→ **Task objective**
Search the records for "wide". Copy every line where it appears.

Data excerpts
◆ ◆ ◆ ◆

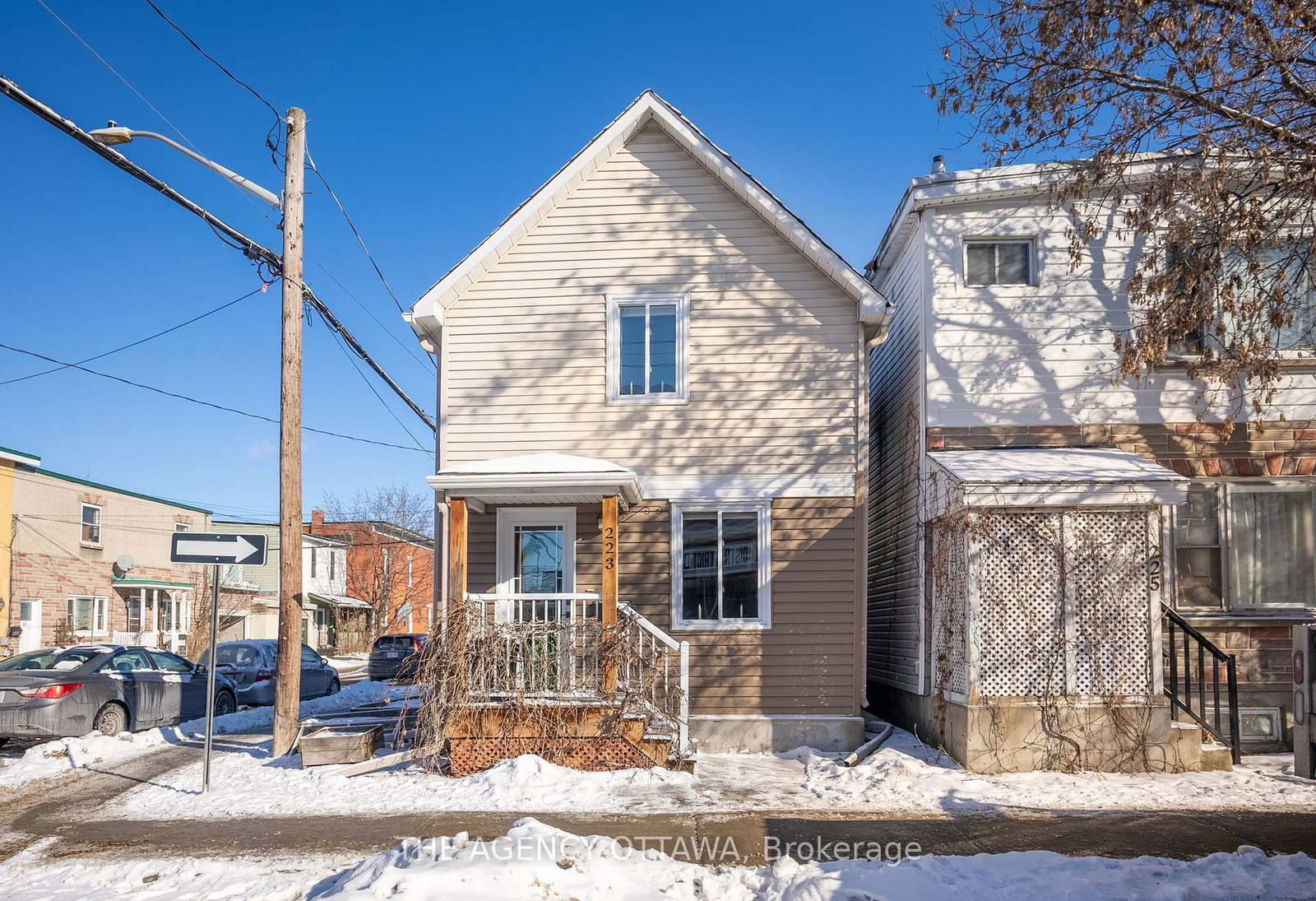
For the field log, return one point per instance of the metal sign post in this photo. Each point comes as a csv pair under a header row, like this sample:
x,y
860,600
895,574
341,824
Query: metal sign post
x,y
210,680
217,550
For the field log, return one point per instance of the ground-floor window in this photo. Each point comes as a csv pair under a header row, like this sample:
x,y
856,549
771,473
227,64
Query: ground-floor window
x,y
721,574
1247,544
87,615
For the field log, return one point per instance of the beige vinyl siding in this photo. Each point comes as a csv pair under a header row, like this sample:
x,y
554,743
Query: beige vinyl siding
x,y
773,341
895,447
803,664
1044,353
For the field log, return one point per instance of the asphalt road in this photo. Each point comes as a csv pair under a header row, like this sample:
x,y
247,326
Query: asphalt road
x,y
66,808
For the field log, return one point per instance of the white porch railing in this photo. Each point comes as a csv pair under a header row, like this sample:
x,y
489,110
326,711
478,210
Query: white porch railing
x,y
553,646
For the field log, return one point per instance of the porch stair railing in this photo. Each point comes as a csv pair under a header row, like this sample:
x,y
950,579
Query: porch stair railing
x,y
1193,681
552,647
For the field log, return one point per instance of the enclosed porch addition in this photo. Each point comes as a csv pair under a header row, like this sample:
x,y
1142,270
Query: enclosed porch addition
x,y
539,653
1046,570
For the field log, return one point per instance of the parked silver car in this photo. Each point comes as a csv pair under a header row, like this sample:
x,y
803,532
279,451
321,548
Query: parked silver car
x,y
250,664
111,688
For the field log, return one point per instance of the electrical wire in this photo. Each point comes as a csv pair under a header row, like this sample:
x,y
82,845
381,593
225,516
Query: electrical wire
x,y
149,337
204,403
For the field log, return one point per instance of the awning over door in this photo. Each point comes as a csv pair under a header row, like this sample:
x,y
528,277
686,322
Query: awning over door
x,y
539,478
1044,477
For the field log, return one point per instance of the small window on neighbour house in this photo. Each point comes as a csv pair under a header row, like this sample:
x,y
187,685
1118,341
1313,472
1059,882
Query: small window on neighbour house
x,y
91,523
646,348
721,578
1247,544
998,262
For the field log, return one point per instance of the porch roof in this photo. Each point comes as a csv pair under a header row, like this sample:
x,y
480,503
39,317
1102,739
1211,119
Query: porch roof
x,y
1033,477
539,478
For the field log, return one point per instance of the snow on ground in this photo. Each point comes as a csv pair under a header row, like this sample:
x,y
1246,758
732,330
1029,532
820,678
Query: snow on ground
x,y
54,758
539,862
903,776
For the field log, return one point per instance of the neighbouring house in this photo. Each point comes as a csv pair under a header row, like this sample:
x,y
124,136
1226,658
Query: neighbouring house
x,y
1063,559
332,620
388,567
90,561
653,427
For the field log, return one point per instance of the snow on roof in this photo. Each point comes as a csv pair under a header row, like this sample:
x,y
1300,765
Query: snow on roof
x,y
1052,465
645,109
535,462
1050,477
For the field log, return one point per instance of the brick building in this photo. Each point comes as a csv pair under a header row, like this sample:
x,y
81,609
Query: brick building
x,y
388,567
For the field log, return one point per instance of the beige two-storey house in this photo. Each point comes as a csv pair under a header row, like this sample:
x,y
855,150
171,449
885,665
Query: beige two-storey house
x,y
651,396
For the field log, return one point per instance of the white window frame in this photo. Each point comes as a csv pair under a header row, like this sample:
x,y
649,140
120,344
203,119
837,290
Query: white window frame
x,y
508,518
100,526
1226,488
615,302
99,614
977,239
762,509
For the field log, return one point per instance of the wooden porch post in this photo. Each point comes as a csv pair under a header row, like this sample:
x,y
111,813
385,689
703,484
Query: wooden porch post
x,y
609,594
456,554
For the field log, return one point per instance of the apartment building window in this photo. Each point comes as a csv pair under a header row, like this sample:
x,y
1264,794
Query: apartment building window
x,y
998,262
87,615
721,574
91,524
648,348
1247,546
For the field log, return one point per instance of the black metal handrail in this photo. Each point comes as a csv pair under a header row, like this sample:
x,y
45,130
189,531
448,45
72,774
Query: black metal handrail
x,y
1189,692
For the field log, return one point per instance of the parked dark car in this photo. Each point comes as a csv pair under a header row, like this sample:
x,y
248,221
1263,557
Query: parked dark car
x,y
250,664
111,688
395,657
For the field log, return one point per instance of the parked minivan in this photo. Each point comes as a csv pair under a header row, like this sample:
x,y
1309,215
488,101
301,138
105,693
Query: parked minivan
x,y
250,664
395,657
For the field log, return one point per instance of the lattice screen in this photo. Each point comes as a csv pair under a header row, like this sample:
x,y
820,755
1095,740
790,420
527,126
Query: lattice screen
x,y
1061,601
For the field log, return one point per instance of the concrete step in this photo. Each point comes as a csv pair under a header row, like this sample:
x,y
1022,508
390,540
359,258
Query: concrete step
x,y
1215,758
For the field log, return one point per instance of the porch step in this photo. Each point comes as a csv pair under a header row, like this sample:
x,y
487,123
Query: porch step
x,y
1216,758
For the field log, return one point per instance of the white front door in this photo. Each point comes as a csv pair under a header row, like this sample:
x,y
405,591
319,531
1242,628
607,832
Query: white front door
x,y
30,620
536,555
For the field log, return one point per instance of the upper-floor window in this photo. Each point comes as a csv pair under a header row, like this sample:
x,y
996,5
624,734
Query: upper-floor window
x,y
648,348
91,524
1247,544
998,262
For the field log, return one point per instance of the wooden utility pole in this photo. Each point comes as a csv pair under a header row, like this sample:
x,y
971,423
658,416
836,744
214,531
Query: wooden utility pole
x,y
287,673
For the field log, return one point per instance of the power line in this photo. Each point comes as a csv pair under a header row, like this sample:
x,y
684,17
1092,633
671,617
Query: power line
x,y
221,67
204,403
149,337
249,247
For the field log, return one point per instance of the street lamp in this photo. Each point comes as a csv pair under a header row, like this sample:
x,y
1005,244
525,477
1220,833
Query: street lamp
x,y
114,135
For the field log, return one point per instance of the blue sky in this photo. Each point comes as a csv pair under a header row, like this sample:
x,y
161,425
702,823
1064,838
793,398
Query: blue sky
x,y
432,122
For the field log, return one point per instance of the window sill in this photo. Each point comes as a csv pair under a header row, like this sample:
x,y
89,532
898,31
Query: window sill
x,y
721,627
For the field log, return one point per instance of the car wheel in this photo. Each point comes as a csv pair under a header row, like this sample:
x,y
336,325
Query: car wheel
x,y
224,704
111,719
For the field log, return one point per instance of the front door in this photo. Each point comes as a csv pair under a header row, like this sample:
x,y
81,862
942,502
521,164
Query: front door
x,y
30,620
536,555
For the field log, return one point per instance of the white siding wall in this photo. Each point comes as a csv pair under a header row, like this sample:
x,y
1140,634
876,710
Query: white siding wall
x,y
1044,355
773,341
895,447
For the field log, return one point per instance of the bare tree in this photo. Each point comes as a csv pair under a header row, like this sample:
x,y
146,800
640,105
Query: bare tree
x,y
1198,124
381,524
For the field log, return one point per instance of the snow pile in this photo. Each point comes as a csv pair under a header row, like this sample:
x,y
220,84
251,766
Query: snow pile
x,y
908,775
61,755
249,783
540,862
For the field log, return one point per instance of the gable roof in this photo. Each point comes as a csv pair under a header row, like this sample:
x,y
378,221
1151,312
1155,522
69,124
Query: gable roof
x,y
427,313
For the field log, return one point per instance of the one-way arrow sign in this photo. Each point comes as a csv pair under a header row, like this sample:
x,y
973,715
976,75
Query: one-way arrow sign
x,y
217,548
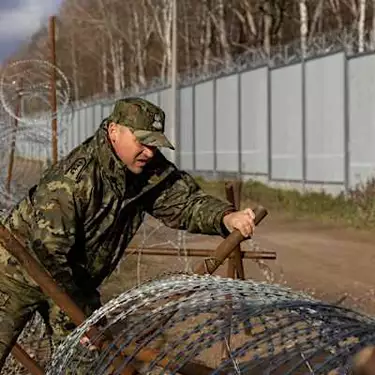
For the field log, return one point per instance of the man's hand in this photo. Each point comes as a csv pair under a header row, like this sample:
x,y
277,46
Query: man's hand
x,y
242,221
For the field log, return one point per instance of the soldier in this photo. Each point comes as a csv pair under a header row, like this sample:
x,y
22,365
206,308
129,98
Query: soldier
x,y
78,220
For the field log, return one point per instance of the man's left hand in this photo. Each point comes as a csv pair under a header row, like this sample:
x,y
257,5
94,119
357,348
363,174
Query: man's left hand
x,y
242,221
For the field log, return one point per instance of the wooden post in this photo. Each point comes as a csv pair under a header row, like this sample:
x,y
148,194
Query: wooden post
x,y
52,23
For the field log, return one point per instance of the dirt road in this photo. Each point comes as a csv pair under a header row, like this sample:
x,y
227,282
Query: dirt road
x,y
326,261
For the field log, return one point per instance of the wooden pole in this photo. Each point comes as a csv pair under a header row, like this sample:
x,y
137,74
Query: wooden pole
x,y
52,34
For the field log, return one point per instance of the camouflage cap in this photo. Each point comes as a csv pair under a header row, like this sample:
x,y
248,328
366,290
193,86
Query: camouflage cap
x,y
143,118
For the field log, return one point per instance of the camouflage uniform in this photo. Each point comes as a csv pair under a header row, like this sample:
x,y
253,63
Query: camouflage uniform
x,y
86,209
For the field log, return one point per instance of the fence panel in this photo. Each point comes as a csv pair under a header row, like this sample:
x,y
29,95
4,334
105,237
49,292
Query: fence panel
x,y
325,119
204,126
227,124
286,123
186,128
361,86
254,117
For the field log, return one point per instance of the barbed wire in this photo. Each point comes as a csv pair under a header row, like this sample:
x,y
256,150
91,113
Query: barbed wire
x,y
342,40
185,316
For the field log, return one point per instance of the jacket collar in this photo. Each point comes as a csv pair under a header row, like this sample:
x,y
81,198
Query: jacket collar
x,y
112,166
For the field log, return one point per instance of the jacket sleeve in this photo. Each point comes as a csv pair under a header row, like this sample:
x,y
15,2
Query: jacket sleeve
x,y
56,206
180,203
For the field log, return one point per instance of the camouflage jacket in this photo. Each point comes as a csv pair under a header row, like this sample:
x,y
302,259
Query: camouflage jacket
x,y
86,209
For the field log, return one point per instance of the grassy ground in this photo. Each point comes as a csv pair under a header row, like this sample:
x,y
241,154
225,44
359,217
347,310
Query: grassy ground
x,y
354,209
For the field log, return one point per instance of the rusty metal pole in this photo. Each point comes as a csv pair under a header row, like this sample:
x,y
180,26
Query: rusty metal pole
x,y
13,143
30,364
201,253
52,34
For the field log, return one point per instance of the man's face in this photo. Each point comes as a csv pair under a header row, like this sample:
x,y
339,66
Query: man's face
x,y
130,151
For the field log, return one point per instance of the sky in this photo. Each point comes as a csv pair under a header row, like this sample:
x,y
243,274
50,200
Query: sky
x,y
19,19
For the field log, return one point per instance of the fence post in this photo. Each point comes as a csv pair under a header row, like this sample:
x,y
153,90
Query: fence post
x,y
346,124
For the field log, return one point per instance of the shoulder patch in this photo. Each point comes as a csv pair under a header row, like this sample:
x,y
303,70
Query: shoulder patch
x,y
76,169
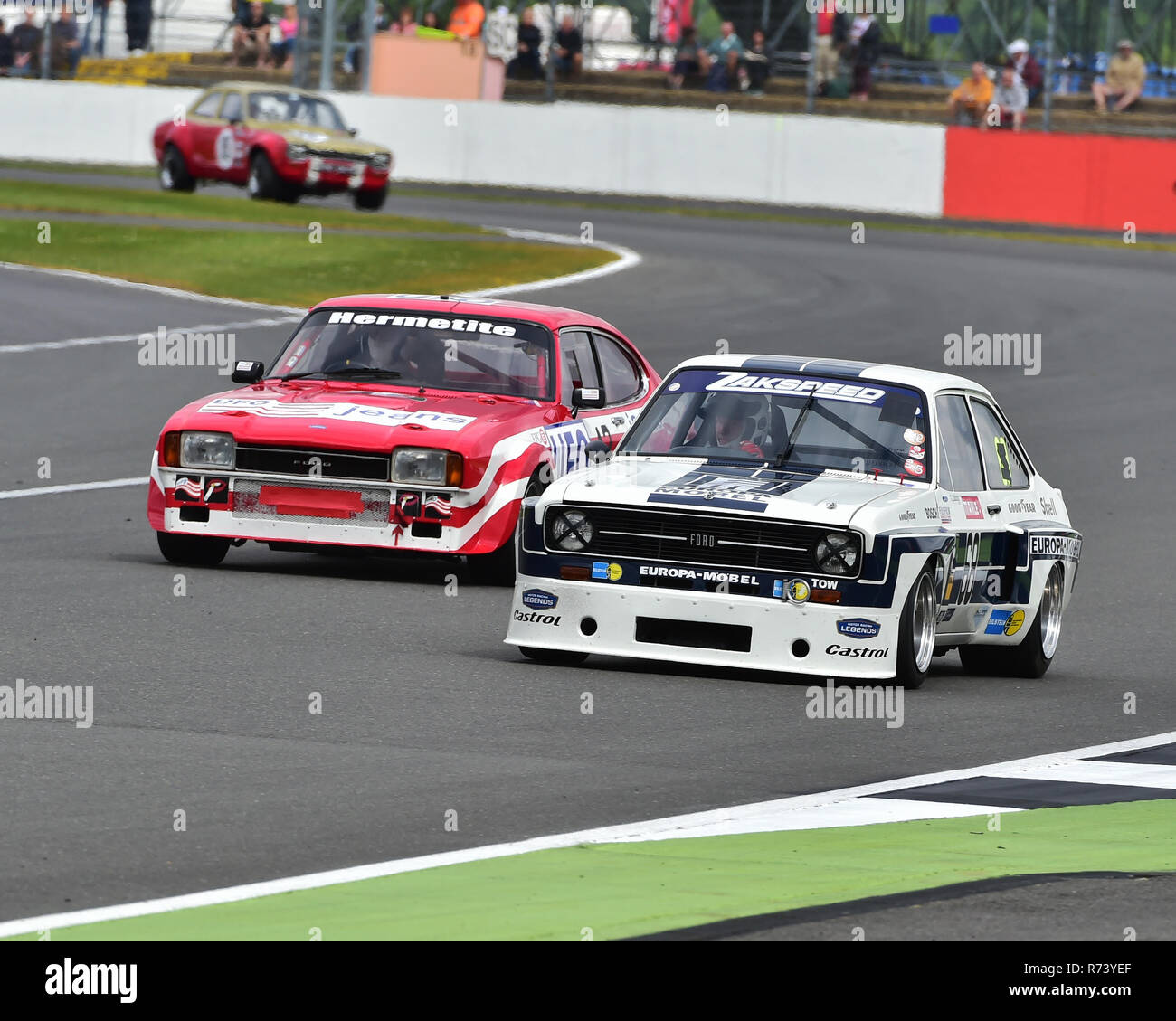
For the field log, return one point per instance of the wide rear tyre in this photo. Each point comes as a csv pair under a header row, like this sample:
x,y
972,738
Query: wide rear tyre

◆ ◆ ◆ ◆

→ **Result**
For the field log, return one point per instance of the wide rear tyre in this photo. Each point comes as a csv pair under a header row, like this sample:
Query: wide rear tyre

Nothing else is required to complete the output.